The tables were filled with aging German women, many who are the same age as Omi would be, many of them her friends. My mother told me that Omi used to come here every Saturday morning to have a piece of küchen, cup of coffee, and gossip with her friends. One time, when I was six or seven years old, Omi brought me here on one of those Saturday mornings. I didn’t understand what the women were saying, it was all in German. It didn’t care much though, the chocolate cake I got for breakfast was more important.

I could see Omi’s newly permed hair, poofed to perfection, the golden-brown color fading into hints of gray. Her bony-thin frame, scavenged by years of cigarette smoke and pneumonia, immaculately dressed in slacks and a sweater. On special occasions she wore a Hummel pendant on a long golden chain, a little girl with a kerchief caged in a gold teardrop. She was a fighter, my Omi, though most could not see it. She was trapped in her home, stuck in her recliner for many hours of the day. Leashed to an oxygen machine, her body was too weak to even make it to the kitchen. Most of the time we wondered and marveled on how she did it, living on ten percent of her lungs so for many years. Requests for a lung transplant were denied, as trips to the hospital became more frequent. Many doctors said, all those years ago, that it was unlikely she would make it a year, to never see her granddaughters graduate high school, to never see us marry, or really see us grow. She outlasted all predictions by five years or more, saw two grandchildren graduate, saw all of us grow.

• • • • •

WORK TO BE COMPLETED -> Copy the passage about Omi starting at "The tables were" and ending at "was more important.", and rename "Omi" to "Grandma" throughout. You won't need the entries to do this.

Dataset entries
• • • • •

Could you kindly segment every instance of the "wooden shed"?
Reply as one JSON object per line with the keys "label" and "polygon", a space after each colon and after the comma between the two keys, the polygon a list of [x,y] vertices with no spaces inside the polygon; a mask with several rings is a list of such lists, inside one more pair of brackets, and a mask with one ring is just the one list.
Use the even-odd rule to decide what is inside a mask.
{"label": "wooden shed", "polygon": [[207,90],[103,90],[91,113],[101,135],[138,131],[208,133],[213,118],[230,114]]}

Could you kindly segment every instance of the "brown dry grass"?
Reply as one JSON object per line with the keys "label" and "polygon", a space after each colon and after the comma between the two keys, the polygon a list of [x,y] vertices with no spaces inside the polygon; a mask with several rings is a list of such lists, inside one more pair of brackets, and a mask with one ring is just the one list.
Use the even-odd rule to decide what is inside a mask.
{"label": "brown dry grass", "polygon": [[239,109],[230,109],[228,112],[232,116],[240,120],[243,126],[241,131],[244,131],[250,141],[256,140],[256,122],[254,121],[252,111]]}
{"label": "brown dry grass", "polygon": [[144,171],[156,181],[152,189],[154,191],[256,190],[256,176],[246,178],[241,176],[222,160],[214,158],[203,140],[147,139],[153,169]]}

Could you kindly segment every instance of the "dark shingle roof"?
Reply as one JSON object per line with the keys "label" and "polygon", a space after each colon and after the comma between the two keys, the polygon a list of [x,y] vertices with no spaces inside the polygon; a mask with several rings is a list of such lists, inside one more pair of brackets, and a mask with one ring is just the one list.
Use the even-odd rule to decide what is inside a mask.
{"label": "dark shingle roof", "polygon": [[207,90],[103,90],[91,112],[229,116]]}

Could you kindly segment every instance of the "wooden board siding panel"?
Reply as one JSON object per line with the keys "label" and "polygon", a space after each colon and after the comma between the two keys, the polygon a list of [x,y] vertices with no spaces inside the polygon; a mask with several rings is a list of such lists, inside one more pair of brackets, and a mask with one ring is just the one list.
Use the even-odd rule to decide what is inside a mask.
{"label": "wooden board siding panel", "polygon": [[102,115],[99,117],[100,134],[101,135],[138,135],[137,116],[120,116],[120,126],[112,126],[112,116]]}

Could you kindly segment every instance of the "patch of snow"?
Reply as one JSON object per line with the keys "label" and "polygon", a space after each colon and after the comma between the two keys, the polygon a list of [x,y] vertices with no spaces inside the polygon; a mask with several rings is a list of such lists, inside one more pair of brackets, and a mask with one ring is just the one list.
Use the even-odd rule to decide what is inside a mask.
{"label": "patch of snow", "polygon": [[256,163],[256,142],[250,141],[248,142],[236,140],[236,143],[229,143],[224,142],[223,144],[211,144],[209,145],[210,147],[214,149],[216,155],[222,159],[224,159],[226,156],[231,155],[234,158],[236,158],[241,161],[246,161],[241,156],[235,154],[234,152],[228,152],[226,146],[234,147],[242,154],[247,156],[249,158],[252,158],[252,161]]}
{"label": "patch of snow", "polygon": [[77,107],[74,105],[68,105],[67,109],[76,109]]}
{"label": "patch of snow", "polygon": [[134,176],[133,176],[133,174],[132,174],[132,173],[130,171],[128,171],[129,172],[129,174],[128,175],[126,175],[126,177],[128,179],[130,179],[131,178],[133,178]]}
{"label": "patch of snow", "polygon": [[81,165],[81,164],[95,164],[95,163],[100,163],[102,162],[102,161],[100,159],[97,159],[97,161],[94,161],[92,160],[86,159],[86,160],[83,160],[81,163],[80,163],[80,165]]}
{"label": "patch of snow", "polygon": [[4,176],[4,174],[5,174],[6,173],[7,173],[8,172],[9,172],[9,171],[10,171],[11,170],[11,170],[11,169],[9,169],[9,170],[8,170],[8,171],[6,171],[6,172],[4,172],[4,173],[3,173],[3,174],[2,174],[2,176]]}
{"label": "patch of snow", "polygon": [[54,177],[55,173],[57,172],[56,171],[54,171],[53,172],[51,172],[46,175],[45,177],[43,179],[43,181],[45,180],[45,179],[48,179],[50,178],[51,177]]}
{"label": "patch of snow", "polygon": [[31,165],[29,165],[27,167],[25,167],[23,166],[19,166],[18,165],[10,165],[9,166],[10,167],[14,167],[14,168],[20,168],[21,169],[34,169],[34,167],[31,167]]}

• • • • •

ANSWER TO THE PROBLEM ->
The tables were filled with aging German women, many who are the same age as Grandma would be, many of them her friends. My mother told me that Grandma used to come here every Saturday morning to have a piece of küchen, cup of coffee, and gossip with her friends. One time, when I was six or seven years old, Grandma brought me here on one of those Saturday mornings. I didn’t understand what the women were saying, it was all in German. It didn’t care much though, the chocolate cake I got for breakfast was more important.